Quote the lines of the data from the line with "the horse's ear" to the line with "x=164, y=351", including both.

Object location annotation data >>
★ ★ ★ ★ ★

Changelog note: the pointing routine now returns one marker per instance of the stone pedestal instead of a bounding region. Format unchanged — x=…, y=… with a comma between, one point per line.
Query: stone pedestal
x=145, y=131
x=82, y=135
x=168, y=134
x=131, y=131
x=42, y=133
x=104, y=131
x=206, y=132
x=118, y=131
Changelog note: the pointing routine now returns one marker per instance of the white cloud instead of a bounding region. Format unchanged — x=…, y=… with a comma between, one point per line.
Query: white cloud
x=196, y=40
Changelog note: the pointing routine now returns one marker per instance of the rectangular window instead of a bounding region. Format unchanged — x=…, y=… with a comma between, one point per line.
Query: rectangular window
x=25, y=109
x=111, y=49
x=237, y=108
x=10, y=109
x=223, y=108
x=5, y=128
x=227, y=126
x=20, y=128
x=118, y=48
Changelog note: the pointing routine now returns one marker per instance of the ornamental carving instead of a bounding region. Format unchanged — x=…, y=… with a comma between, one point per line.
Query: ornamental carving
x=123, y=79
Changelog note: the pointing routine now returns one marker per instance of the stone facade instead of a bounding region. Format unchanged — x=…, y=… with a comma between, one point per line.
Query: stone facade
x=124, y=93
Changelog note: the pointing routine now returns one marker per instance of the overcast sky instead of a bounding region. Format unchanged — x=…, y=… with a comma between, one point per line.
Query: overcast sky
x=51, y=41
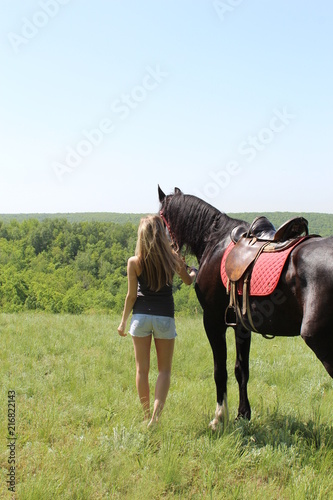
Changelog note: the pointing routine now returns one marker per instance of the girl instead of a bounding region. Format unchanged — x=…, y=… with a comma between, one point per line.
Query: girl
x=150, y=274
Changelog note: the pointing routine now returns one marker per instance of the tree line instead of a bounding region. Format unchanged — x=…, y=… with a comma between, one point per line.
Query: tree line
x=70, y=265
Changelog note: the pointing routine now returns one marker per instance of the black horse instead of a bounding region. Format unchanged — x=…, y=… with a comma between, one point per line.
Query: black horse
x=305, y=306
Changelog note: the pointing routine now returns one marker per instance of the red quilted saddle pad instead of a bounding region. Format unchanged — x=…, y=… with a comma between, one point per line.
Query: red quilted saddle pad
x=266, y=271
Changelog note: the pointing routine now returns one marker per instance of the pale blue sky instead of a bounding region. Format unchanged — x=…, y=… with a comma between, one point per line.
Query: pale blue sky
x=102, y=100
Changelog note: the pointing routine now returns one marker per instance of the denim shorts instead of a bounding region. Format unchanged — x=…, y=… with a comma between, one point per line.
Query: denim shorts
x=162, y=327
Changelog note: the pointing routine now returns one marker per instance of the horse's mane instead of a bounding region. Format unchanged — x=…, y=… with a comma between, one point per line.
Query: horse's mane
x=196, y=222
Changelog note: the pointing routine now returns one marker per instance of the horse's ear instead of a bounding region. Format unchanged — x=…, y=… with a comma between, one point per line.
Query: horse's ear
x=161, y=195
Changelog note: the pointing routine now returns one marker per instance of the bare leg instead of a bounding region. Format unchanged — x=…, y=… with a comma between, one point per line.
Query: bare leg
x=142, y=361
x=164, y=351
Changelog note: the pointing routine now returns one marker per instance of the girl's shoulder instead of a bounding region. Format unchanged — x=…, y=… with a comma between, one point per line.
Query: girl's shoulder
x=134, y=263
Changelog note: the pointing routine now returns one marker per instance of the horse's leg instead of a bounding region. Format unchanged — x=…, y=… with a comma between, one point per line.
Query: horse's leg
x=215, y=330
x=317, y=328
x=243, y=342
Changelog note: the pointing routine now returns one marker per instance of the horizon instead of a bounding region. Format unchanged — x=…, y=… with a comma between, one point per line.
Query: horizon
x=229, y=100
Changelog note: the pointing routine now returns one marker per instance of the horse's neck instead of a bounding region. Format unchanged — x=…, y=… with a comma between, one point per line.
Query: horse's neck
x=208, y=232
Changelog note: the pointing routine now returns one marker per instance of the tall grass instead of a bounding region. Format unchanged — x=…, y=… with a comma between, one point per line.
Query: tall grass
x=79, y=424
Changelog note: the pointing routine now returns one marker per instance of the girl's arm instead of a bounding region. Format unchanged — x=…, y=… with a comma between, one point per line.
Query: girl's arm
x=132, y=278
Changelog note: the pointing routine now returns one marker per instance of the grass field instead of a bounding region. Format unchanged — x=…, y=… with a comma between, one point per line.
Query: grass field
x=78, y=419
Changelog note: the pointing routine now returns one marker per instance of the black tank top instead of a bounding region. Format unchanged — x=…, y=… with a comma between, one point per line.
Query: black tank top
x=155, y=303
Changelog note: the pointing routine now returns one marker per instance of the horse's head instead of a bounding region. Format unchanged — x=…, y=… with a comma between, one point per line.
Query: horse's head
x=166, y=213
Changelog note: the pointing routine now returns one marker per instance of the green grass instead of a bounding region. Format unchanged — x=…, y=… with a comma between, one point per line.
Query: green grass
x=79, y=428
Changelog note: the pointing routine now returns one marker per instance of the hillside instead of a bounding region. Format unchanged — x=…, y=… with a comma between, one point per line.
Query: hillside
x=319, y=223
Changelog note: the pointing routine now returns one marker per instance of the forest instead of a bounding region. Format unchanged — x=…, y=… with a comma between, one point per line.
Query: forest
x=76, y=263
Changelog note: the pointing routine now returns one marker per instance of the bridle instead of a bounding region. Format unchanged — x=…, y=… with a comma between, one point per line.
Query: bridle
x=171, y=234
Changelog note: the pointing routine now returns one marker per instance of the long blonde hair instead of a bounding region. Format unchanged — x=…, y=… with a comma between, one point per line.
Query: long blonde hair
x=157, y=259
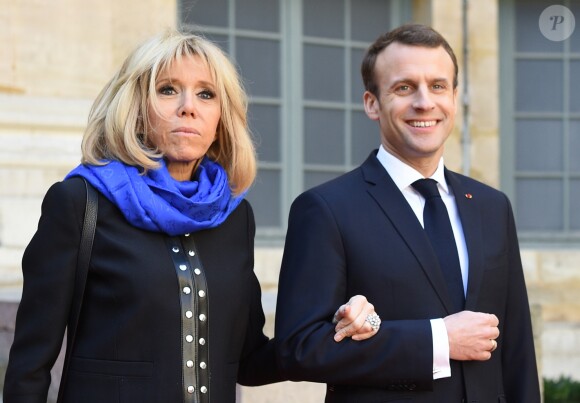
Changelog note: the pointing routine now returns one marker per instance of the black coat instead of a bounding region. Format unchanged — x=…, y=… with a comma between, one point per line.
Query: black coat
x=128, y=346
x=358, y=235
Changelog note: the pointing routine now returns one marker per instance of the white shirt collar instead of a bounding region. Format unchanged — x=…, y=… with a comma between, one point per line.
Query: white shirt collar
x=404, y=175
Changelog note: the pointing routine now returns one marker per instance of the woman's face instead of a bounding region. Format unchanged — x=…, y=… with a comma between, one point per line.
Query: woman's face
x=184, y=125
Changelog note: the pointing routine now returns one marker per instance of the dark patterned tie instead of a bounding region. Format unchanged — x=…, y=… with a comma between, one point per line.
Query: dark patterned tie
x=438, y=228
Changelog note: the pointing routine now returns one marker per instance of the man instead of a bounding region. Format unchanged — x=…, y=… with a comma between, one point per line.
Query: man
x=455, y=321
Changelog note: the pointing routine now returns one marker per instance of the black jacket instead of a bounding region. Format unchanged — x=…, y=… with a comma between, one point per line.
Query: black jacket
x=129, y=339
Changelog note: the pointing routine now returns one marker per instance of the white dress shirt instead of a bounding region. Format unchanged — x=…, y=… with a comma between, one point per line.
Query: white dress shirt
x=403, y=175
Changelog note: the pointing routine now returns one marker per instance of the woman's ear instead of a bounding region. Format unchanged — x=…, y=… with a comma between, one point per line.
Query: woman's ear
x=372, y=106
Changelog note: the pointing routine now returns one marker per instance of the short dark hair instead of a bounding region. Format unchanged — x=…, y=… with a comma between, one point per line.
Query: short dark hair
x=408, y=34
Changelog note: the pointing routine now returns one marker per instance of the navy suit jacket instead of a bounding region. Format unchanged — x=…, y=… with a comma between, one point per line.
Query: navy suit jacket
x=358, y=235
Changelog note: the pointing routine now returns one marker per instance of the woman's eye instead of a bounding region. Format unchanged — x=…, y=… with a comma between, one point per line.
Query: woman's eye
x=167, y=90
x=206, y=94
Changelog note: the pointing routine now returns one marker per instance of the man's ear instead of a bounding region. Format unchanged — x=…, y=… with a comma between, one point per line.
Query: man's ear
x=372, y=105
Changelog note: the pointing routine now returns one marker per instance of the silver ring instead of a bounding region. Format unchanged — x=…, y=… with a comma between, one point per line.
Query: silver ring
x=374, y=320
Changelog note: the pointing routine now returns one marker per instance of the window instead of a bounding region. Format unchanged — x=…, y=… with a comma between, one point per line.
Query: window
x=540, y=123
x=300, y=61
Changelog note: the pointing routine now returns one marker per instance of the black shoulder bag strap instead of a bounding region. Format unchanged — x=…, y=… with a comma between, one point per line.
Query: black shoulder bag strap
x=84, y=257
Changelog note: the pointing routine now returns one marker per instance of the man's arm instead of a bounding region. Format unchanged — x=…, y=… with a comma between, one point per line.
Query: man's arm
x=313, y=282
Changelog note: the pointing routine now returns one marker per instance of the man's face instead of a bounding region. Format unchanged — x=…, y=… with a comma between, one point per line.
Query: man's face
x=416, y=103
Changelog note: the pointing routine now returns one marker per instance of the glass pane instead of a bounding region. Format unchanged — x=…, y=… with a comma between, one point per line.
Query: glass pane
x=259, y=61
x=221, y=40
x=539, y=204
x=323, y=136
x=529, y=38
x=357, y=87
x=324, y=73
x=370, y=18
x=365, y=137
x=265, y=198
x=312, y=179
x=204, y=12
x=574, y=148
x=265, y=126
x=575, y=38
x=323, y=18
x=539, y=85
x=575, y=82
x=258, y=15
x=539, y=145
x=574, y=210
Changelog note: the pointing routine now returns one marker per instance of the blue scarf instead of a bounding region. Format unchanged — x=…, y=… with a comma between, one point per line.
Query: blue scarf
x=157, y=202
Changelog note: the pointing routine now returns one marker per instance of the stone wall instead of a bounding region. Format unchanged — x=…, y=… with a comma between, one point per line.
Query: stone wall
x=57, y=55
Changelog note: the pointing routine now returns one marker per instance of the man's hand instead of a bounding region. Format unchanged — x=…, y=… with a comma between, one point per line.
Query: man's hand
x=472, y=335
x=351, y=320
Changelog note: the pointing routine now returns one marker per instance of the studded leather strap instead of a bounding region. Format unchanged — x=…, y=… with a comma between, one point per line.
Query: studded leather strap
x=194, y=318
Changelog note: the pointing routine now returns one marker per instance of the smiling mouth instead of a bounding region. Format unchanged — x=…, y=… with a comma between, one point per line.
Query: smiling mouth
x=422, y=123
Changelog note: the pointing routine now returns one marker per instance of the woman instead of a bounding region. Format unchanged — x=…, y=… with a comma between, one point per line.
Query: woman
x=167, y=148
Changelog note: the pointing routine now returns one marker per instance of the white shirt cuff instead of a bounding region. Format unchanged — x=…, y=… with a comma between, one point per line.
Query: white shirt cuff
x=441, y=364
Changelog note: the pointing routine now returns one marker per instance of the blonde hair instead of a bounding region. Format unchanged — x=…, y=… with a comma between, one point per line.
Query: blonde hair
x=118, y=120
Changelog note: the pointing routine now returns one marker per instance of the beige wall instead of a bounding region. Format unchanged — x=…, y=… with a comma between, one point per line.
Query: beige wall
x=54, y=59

★ ★ ★ ★ ★

Response to the task >>
Changelog note: the pointing routine now returns one marker per instance of the horse's ear instead of a bounding region. Format unchanged — x=…, y=… with a comma between, one point per line.
Query: horse's ear
x=161, y=195
Changelog note: the pointing routine now returns one marker per instance of the bare leg instead of a bounding region. Format unchanged — x=…, y=… with a comma between, one point per line.
Query: bare leg
x=142, y=361
x=164, y=351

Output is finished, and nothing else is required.